TASK BRIEF:
Return the data below in full. Keep each character unchanged.

Stored items:
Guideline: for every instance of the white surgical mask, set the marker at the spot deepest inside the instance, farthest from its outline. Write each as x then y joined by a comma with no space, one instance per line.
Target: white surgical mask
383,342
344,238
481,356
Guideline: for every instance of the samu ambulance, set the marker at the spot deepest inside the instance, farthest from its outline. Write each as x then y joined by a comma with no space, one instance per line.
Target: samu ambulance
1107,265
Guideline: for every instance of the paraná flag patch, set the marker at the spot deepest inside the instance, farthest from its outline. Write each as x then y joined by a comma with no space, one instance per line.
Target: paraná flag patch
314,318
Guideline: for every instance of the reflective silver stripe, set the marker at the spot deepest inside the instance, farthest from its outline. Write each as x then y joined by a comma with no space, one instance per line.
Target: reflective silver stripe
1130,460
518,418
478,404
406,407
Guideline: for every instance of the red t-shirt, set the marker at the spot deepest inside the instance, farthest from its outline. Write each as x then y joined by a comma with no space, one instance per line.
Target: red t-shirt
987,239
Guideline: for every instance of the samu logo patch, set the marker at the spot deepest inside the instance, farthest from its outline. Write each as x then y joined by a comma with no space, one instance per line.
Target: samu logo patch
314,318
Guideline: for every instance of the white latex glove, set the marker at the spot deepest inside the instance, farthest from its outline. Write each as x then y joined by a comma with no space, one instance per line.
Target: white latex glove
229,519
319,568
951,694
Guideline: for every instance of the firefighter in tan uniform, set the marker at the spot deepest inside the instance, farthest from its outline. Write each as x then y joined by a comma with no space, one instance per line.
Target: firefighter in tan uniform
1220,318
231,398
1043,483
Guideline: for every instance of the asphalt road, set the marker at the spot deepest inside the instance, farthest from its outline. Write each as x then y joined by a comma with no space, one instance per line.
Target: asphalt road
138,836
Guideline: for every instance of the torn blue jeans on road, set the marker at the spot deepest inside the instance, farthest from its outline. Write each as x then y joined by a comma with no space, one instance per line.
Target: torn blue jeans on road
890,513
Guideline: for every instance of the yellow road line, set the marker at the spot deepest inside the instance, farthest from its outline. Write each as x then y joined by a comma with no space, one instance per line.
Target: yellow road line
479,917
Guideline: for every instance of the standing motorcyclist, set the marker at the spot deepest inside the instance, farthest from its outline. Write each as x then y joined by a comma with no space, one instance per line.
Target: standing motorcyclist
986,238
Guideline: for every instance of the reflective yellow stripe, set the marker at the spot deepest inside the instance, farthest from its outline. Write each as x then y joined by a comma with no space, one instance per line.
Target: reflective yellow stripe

RESULT FOR THIS EXERCISE:
Guideline: for every instance of the white surgical mask, set the marker at the spot deepest inside the instance, farthest from its outline. Write each as x then y joined by a comma with no space, one instance per line.
Target: white surgical mask
383,342
344,238
481,356
Guideline: for every instance of the samu ambulance, set the marker at the spot deepest inside the instance, farthest from its outline. Write each as x then y joined by a comma with no space, one instance per line.
Target: samu ambulance
1107,265
Guideline: for every instance of the paraná flag patch, set the marker at the spot deepest inside the instance, farthest from its outline. Write each as x then y joined by a comma with no space, one instance per line.
Target: paraná flag patch
314,318
Guideline: for every instance of the reflective silver stripe, set the marker at the spot deepest inside the instance, farthest from its outline. Write each as x then y joined by a comma with no space, one instance per line.
Target: reflective silver stripe
1130,460
518,418
478,404
406,407
Guideline: for every instance of the red t-shirt, set the marker at the spot deepest inside the instance, farthest from its outline. Write each as x then y joined by a comma with no space, one instance per line.
Target: red t-shirt
987,239
Guideline: for every instance of the samu logo patch, set the marker at the spot deepest inside the instance, farthest from its outline. Write each as x then y joined by a comma with no space, one instance per line.
Target: samu logo patch
314,318
Guideline: for every instance of the white latex glove, set the marker at the spot deepest inside the instance, farthest from its outline. Write each as x then y joined by a comma with no space, one instance per line.
Target: white latex glove
229,519
319,568
951,694
Guideline: for every instance of the firefighter in tan uniform, set the marker at the spot deepest inside the instance, farthest from its outline. Write each as x then y joined by a comma with no space, one instance per line.
Target: firefighter in tan uniform
1220,318
231,398
1043,483
Guideline: for every instance of the asphalt road, set the marker at the spot deepest inside the instance, farthest from its outline. Write each as x then y joined by a comma with no space, one instance per line.
Target: asphalt road
138,836
Guideline: for every instance of the torn blue jeans on road, set the marker at the spot deepest inside the instance, farthest from its outline. Write each as x then y joined by a comma with no space, one instance per line.
Target: torn blue jeans on road
890,513
Guideline: for every instance of the yellow road line, set the marker at the spot deepest inside the instance, farthest from its outline. Write each as x then y joined by a comma with no space, one instance per line.
Target: yellow road line
479,917
Guideline: for every instance of the standing motorcyclist, set the marker at the spot deepest inside the instance, farthest from its outline. Write each as x then y joined by a comma with no space, one instance per line.
Target: standing motorcyclist
986,238
Guideline: for every instance of the reflective yellow stripe, set the marker at the spot deepest inside the instance, farthest from its outline. Write each as x then y joined by a comma with no space, one instance per line.
Target: reflective yellow stripe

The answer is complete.